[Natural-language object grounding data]
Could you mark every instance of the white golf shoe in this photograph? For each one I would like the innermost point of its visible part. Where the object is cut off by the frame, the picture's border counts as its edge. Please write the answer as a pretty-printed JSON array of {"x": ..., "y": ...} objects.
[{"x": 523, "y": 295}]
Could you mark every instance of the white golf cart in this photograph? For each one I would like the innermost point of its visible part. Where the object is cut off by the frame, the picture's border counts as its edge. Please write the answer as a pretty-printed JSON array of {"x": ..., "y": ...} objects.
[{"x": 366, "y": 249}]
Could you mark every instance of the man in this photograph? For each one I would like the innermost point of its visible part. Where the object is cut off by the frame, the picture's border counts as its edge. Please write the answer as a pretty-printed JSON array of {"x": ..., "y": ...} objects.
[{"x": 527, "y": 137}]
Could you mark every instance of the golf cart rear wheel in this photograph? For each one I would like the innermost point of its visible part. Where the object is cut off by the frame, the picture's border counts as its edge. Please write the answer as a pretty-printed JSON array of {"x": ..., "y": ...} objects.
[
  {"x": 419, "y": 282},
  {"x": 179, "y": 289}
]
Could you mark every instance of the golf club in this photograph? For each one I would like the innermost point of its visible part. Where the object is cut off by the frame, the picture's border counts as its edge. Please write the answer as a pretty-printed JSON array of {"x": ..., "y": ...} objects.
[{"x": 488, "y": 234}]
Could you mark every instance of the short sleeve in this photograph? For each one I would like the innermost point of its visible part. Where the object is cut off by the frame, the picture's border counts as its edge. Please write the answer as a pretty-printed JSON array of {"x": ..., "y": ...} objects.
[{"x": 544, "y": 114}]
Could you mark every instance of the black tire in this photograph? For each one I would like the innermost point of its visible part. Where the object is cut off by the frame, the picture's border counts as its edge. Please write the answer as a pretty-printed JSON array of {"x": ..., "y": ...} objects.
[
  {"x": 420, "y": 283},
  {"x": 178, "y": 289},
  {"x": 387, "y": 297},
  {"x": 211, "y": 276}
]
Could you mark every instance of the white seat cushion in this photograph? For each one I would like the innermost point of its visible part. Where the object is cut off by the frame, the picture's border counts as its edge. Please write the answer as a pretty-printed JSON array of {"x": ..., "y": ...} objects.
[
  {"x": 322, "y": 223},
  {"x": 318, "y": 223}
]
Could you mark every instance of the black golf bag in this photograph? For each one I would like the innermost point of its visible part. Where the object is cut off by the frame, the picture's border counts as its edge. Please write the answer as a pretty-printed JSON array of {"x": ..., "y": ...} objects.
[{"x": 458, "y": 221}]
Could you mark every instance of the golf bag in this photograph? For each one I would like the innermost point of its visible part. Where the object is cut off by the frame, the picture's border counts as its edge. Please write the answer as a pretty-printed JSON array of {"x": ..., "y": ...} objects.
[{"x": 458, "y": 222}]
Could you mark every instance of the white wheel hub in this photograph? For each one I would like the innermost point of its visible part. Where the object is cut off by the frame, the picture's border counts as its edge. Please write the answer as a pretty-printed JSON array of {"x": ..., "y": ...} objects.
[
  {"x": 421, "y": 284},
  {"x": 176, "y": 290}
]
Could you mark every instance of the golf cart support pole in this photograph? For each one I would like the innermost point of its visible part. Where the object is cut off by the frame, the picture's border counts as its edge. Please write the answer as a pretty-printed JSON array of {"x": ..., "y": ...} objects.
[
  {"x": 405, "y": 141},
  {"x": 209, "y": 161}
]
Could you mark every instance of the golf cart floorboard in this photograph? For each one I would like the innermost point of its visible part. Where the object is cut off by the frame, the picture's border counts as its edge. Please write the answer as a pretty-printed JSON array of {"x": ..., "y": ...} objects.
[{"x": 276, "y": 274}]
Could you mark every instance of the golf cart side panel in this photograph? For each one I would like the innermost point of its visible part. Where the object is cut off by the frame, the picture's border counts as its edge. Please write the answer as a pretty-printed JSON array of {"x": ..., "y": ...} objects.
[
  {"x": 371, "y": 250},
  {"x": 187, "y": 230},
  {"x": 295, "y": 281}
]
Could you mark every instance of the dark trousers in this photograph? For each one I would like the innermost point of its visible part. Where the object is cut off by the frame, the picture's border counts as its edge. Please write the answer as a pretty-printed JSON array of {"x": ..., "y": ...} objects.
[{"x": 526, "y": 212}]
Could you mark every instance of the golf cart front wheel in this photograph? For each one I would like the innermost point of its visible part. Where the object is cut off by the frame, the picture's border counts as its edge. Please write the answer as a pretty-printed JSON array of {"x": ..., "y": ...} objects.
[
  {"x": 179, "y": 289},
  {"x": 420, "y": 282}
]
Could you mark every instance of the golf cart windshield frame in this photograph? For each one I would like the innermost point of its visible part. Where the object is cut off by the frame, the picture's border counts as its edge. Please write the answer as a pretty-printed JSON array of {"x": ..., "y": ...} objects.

* **EXERCISE PROMPT**: All that is needed is the line containing "Could you mark every instance of the golf cart front" and each line after it to the end of the data above, set down exactly.

* **RESULT OF THE EXERCISE**:
Could you mark every instance of the golf cart front wheel in this photograph? For each one I would like the innermost point of its visible part. Where the object is cut off by the frame, the picture's border counts as its edge. Please write the answer as a pretty-printed JSON array of {"x": ..., "y": ...} objects.
[
  {"x": 179, "y": 289},
  {"x": 420, "y": 282}
]
Could you mark every instance of the golf cart windshield frame in this photograph? For each one I would like the innermost point of its visible part. Where the object is cut off by the frame, the picture's border counts as its edge. Please write the answer as a pretty-printed JSON array of {"x": ..., "y": ...} objects.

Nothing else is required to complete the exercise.